** Text for analysis **
┄┄┄┄┄┄

Scientists say that there are 100 trillion microbes that call our bodies home. These are creatures, bacteria, that have co-evolved with us and that work to keep our bodies healthy. Because our healthy body is in their self-interest.
So what happens when we take antibiotics? The medicine that may kill what is making us sick also kills millions, or billions, or trillions of those friendly bacteria that are our allies. It is a virtual holocaust which may, in fact, leave our bodies prey to opportunistic viruses or bacteria because our army of defenders has been laid low.
Our body's population of microscopic creatures is called the "microbiome" and I read an interesting article about it in The New York Times earlier this week. The article attained a certain relevance for me because I was getting sick at the time. It started with sinus pressure which then drained and gave me an inflamed and irritated and extremely painful throat. Fortunately, after 24 hours of that, my throat got better and the illness proceeded downward into my chest, where at least it has the virtue of not being so painful. But as the sickness progressed, I thought about the article that I had read and began to monitor my body's reaction to my first respiratory infection in seven years.
I decided early on that I wouldn't contact my doctor unless things seemed to be getting seriously out of hand. I would use palliatives to help with the pain - hot baths, cough drops, heating pads, the old standby Vick's VapoRub. I would drink lots of water. Well, I do that anyway. And I would wait for my body to heal itself. It seems to be working. I'm not ready to run any races, or even walk a mile, yet, but I can tell that my body's defenders are winning their fight. Soon, this physical presence should again be a safe place for them and me to be.
I've been giving this microbiome a lot of thought this week. I wonder what it is like for all those critters that live inside of me and on my skin. For them, I am a virtual universe, the only universe they will ever know, and they are in eternal war against enemies that might harm me and them. But what exactly do they "know"?

┄┄┄┄┄┄

** What is required **
Write the next part of the microbiome essay, starting right after its last sentence.

** Data segment **
┄┄┄┄┄┄

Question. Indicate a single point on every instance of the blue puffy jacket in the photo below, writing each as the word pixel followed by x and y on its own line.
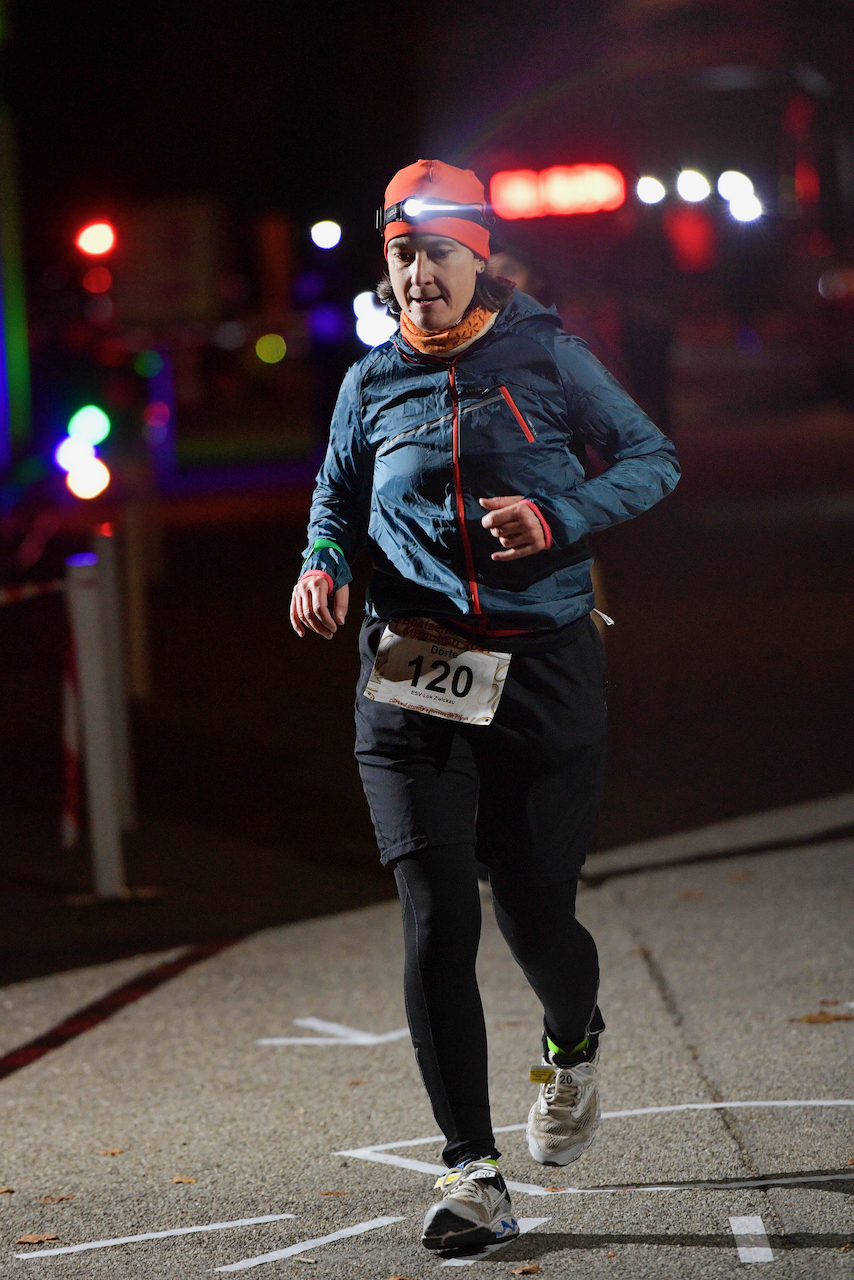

┄┄┄┄┄┄

** Written answer **
Thinking about that made me contemplate the Gaia principle or hypothesis which gained a certain prominence back in the 1970s with the publication of several articles and finally of a book called Gaia: A New Look at Life on Earth by Dr. James Lovelock. The Gaia principle proposes, briefly, that all organisms and their inorganic surroundings on Earth are closely integrated to form a single and self-regulating complex system, maintaining the conditions for life on the planet. To put it another way, the Earth is our body writ large. It is a closed system that is self-regulating and seeks to ensure the health of the planet.
But what if this analogy of the microbiome extends not just to the planet but to the galaxy? The universe? What if we, as humans, are in the same relationship to the Earth as the microbiome is to our body? And our blue planet is in that same relationship with the galaxy and the universe? What if we are all just part of one unimaginably large biome? Well, scientists are actually seriously studying that possibility and, frankly, it makes as much sense as many theories I've heard about the order of the universe.
Then again, perhaps I am being influenced by my own personal microbiome. I wonder - would I be a different person if I had a different microbiome? Is Rush Limbaugh a creature of his microbiome? Maybe we could slip some antibiotics into his soup.